* [Set of tasks]:
a: In the passage about Orac, which two causes does the quoted writing call unlikely explanations for the rise in childhood cancers?
b: Summarize the passage about Orac in two sentences.
c: Extend the passage about Orac, picking up after its final sentence.
===== Text section =====
Replace the word “cancer” with your choice of “autism,” “autism Spectrum disorders,” or “developmental delays,” and he sounds like one of us. And wait until you see what Orac had to say about the dramatic rise in childhood cancers, even while the mortality rate dropped:
The reason for this increase is not known, but genetics is an unlikely cause for such a rapid increase. In addition, it is unlikely that better diagnosis due to the introduction of MRI and better CT scanning is likely to be the cause, because the increase is too steady. That leaves environmental factors as one suspect for a major cause.
Gee, Orac, are you sure that the rise in diagnoses was not just due to increased awareness? Or maybe it’s just a lot of parents that want all the services available to sick kids.
It seems that Orac is the perfect example of selective belief in the intractability of scientific “fact.” Because the science suggesting a link between vaccines and ASD is still emerging, the hypotheses are constantly being refined. Orac, and others of his ilk, scoff at that evolution and say that we are “moving the goal posts.” But when it comes to cancer science, his song has a different lyric:
One recommendation of the report that intrigued me was its assessment of how science has generally focused on one compound at a time without considering how they may interact. This reminds me of how in the past we concentrated on one gene at a time as a causative agent for cancer (such as oncogenes); yet over the past ten years it has become increasingly clear that cancer is often driven by many genes, each of which individually plays a relatively small role.
===== Source material =====
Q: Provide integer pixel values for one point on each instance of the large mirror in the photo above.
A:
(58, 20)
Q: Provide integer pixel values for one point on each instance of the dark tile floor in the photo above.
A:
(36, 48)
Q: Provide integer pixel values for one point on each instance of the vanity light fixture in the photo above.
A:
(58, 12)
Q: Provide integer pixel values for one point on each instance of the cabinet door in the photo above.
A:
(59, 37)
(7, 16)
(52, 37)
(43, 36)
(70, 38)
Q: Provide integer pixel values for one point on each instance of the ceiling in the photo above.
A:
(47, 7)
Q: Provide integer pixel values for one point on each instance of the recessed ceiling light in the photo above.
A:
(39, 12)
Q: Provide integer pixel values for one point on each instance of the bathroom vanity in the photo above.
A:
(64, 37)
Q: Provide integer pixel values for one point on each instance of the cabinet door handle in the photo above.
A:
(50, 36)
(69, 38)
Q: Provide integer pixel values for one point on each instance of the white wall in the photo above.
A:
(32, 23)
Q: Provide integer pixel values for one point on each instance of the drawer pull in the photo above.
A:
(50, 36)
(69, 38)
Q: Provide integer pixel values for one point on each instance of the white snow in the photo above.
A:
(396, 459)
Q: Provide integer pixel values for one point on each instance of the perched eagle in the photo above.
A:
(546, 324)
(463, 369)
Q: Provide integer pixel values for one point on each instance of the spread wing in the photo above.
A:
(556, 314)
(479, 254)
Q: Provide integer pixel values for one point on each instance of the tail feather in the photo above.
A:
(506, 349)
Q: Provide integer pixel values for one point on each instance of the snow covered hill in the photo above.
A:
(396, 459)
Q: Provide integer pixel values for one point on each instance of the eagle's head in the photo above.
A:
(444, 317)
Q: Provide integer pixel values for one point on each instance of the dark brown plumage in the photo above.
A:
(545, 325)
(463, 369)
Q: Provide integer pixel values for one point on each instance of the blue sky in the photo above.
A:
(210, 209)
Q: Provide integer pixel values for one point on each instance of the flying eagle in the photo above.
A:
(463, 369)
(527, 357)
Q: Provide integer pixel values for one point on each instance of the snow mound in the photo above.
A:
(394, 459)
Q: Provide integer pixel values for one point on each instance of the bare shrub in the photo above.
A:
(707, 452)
=====
* [Activity answers]:
a: Genetics and better diagnosis from the introduction of MRI and improved CT scanning.

b: The author quotes Orac, who calls genetics and better diagnosis unlikely causes of a steady rise in childhood cancers and names environmental factors as one suspect. The author calls Orac a perfect example of selective belief, because Orac scoffs at evolving vaccine-autism hypotheses as "moving the goal posts" while accepting that cancer is often driven by many genes and that compounds may interact.

c:
It’s easy to understand how Orac came to the arrogance that shines through his prose. First, it’s not an uncommon characteristic among his profession. Beyond that, however, it cannot be denied that he has become famous through his blog. He writes in a lively style, and his sophomoric humor plays well with jaded grad students. He purportedly gets site visits in numbers that any blogger would envy. That’s enough to give anyone a swelled head.
On a personal level, he’s probably not a bad guy. David Gorski is likely a faithful husband, I certainly doubt that he would kick his dog, and he might even take his turn at buying rounds when he’s at the local tavern. But as Orac, he’s so arrogant as to be completely blind to the inconvenient truth that is hitting him in the face. And he’s not alone.
Orac, and far too many of his ilk, look at things like the report of the President’s Cancer Panel, and they fail to see ⎯ or at least fail to acknowledge ⎯ that what they’re seeing is just one part of a multifaceted picture, showing what we’re doing to the immune systems of the latest generations. I pray that they start hoping their eyes and minds in time to start saving the generations to come.